- Written problem A -
Please summarize the Russell Stover lawsuit article in two sentences.
- Written problem B -
According to the Russell Stover lawsuit article, in what court was the lawsuit filed?
- Written problem C -
Reproduce the part of the Russell Stover lawsuit article between "Many companies don't" and "Florida, and Mississippi.", inclusive.

- Text excerpt -
Most recently, employees working for Russell Stover Candies Inc. have filed a class action lawsuit against the company for allegedly misclassifying employees as sales representatives in order to avoid paying them overtime. The lawsuit has been filed in the U. S. District Court in Atlanta for the Northern District of Georgia by four former and five current employees of the company. The plaintiffs argue that, even though they were classified as sales representatives, they did not work primarily sales, and most of the sales work was not done by them, nor did they originate most of the sales.
Cheryl Carter, one of the plaintiffs, worked for the company from May 2005 to December 2012 as a "sales representative". She claims that the majority of her duties consisted primarily of manual labor and that she allegedly regularly worked overtime but was never compensated for it.
According to the lawsuit, the duties of the sales representatives included mostly receiving shipments, inspecting, unpacking, stocking, cleaning, processing credits and repairing display figures.
Many companies don't stop at merely misclassifying their employees to avoid paying overtime though. Some have also been known to manipulate time cards to make it appear as though employees did not work in excess of 40 hours in a week when, in fact, they did. According to the lawsuit, Russell Stover allegedly made "a fictitious calculation" that the employees worked no more than 40 hours per week when, in actuality, they worked significantly more than that.
Russell Stover Candies Inc. is a Missouri-based company with approximately 5,000 employees, about 170 of which are classified as sales representatives. The majority of its products are delivered and sold to retailers such as Wal-Mart and grocery stores. The nine plaintiffs are from Georgia, South Carolina, Tennessee, Florida, and Mississippi.

- Data shown -
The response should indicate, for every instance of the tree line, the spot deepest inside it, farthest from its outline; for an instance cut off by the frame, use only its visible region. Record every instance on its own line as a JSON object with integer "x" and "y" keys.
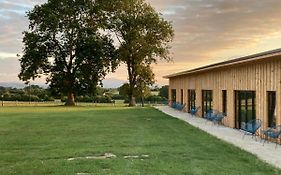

- Task result A -
Nine current and former employees of Russell Stover Candies Inc. have filed a class action lawsuit in federal court in Atlanta, claiming the company misclassified them as sales representatives to avoid paying overtime, even though their work was mostly manual labor such as receiving shipments, stocking and cleaning. The lawsuit also alleges that the company made "a fictitious calculation" that the employees worked no more than 40 hours per week when they actually worked significantly more.

- Task result B -
The U. S. District Court in Atlanta for the Northern District of Georgia.

- Task result C -
Many companies don't stop at merely misclassifying their employees to avoid paying overtime though. Some have also been known to manipulate time cards to make it appear as though employees did not work in excess of 40 hours in a week when, in fact, they did. According to the lawsuit, Russell Stover allegedly made "a fictitious calculation" that the employees worked no more than 40 hours per week when, in actuality, they worked significantly more than that.
Russell Stover Candies Inc. is a Missouri-based company with approximately 5,000 employees, about 170 of which are classified as sales representatives. The majority of its products are delivered and sold to retailers such as Wal-Mart and grocery stores. The nine plaintiffs are from Georgia, South Carolina, Tennessee, Florida, and Mississippi.